■ **Material to process**:
_ _ _ _

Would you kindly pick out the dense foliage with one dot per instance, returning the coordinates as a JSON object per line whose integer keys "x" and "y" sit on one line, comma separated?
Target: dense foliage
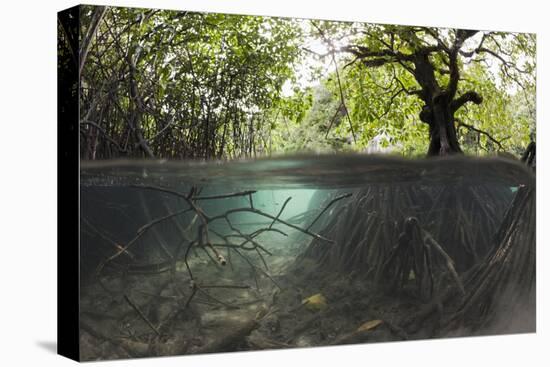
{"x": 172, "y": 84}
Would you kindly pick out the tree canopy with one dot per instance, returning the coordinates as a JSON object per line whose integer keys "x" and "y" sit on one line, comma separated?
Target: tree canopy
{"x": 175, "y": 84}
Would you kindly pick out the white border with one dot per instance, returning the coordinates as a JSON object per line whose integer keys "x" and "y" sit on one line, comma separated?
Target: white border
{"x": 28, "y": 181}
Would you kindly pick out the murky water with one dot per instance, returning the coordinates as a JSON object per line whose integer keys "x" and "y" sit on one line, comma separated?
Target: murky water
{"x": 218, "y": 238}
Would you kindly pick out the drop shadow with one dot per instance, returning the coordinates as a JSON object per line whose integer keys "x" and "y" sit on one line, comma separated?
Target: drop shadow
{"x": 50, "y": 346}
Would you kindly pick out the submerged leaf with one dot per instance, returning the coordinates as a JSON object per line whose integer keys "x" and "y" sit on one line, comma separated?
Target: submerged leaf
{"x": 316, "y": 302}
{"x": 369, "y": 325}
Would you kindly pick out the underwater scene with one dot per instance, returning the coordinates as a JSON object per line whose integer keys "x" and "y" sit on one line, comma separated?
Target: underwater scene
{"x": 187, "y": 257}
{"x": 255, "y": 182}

_ _ _ _

Copy each line of the data that includes the word "coordinates".

Would you kindly pick out the dense foliage with one dot per instance, returning the coordinates as a JSON object per line whose integer keys "x" and "y" sit on one line, comma separated?
Would you kindly pick out the tree canopy with one dot per instance, returning the coordinates as a JSON object per line whose integer keys "x" and "y" sit on one line, comma separated?
Would you kindly pick out the white border with one dot per instance, returning the coordinates as a JSON object per line whose integer keys "x" and "y" sit on one line, comma separated?
Would you kindly pick out the murky water with one dot per instance, returning the coordinates as a JSON object per line whose integer keys "x" and "y" sit on one line, comma separated?
Would you kindly pick out the drop shadow with one dot per instance, returning the coordinates as a JSON object per line whose integer keys "x" and "y" sit on one line, comma separated?
Would you kindly pick out the submerged leaf with one dot per instance, returning the coordinates as a JSON object per line whose integer keys "x" and "y" sit on one line, comma separated?
Would you kindly pick out the underwater scene with one dot per instance, returning the coordinates as a JSON object per line whose integer keys "x" and "y" sit on one line, comma separated?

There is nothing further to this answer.